> Alıştırma A:
Aşağıdaki kayıtlardan "driver" dizesini içeren her satırı çıkarın. Büyük ve küçük harf farkı dikkate alınmalıdır.

KİSRÂNIN İSLÂMA DÂVET EDİLMESİ
Hicretin 7. senesi, Muharrem ayı. (Milâdî 628.)
Hükümdarları, İslâma dâvet kararı alan Resûl-i Kibriyâ Efendimiz, Ashabdan Abdullah bin Huzâfe'yi de İran Kisrâsı Perviz İbni Hürmüz'e elçi olarak gönderdi.
İran'a varıp, saraya kabul edilen Hz. Abdullah bin Huzâfe, Peygamberimizin İslâma dâvet mektubunu bizzat Kisrâ Perviz'in eline teslim etti. Kisrâ mektubu kâtibine okuttu:
"Bismillahirrahmanirrahim!"Allah Resûlü Muhammed'den, Farsların büyüğü Kisrâ'ya!"
Bu hitap, Kisrâyı son derece hiddetlendirdi. Mektubun devamının okunmasına müsaade etmeden ve muhtevâsını öğrenmeden, "Şuna bak! Benim kulum, kölem olan kişi [Hâşâ] kalkıyor da bana mektup yazıyor" diyerek Hz. Resûlullahın mübârek mektubunu alıp küstahça yırttı.286
Sonra da haddini aşarak elçi Abdullah bin Huzâfe'ye şöyle çıkıştı:
"Mülk ve saltanat bana mahsustur. Benim bu hususta ne yenilgiye uğramaktan, ne de bana ortak çıkacağından dolayı asla endişem ve korkum yoktur!
"Firavun, İsrailoğullarına hakim olmuştu. Siz onlardan daha güçlü değilsiniz. Sizi derhal hâkimiyetim altına almaya engel olacak ne var? Ben Firavundan daha iyi ve güçlüyümdür"287 diye hitap etti ve onu adamları vasıtasıyla dışarıya çıkarttırdı.

> Verilen kayıtlar:
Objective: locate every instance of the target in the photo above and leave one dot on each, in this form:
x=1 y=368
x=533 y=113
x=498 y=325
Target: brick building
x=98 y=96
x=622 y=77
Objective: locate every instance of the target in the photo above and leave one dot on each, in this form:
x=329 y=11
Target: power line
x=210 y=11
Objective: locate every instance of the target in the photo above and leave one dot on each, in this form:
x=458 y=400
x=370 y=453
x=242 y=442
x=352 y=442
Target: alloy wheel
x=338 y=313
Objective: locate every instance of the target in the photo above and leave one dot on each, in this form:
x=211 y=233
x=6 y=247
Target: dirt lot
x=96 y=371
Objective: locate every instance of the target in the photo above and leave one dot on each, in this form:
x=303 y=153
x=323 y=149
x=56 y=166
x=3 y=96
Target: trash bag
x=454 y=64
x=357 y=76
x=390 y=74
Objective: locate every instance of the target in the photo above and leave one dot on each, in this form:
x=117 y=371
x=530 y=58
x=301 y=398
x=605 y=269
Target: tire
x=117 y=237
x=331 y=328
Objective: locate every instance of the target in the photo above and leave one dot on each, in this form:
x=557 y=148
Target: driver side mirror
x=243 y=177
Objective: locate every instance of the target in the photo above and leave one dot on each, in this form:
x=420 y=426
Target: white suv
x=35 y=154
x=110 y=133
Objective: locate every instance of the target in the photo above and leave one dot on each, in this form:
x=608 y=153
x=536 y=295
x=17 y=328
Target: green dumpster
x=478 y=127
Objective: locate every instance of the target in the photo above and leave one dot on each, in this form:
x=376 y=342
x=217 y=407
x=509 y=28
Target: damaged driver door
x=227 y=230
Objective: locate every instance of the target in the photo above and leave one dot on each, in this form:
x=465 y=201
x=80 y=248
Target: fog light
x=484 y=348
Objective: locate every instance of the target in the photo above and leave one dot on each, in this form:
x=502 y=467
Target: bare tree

> Alıştırma B:
Kisrâ'nın İslâm'a davetini anlatan yukarıdaki metinden "Hükümdarları, İslâma dâvet" sözcükleriyle başlayıp "elçi olarak gönderdi." sözcüklerine kadar uzanan bölümün tamamını harfiyen çıkarın.

> Yanıt A:
Target: driver side mirror
Target: damaged driver door

> Yanıt B:
Hükümdarları, İslâma dâvet kararı alan Resûl-i Kibriyâ Efendimiz, Ashabdan Abdullah bin Huzâfe'yi de İran Kisrâsı Perviz İbni Hürmüz'e elçi olarak gönderdi.